*** Supplied records Section Begins ***

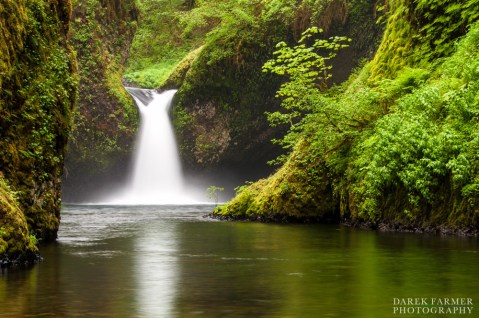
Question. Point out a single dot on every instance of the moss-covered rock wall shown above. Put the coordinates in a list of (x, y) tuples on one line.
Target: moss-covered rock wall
[(396, 145), (105, 118), (37, 91)]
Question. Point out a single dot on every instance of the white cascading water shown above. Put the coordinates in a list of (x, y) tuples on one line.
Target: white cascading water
[(157, 177)]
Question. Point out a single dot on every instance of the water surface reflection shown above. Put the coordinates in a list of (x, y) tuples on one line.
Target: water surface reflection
[(172, 262)]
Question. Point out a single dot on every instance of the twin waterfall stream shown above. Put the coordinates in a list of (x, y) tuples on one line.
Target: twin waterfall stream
[(157, 177)]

*** Supplied records Section Ends ***

**Aim of the exercise:** Whenever a line of the data includes "Point", copy that line.

**Expected output:**
Question. Point out a single dot on every instance of the moss-covered rock wall shown above. Put the coordinates in a list of (x, y) tuples on one line.
Question. Point out a single dot on every instance of the white cascading water shown above. Put the coordinates in a list of (x, y) tuples on one line.
Question. Point out a single dot on every instance of the water surface reflection shown above. Put the coordinates in a list of (x, y) tuples on one line.
Question. Point out a single dot on every instance of the twin waterfall stream shown above. Put the coordinates in a list of (x, y) tuples on one line.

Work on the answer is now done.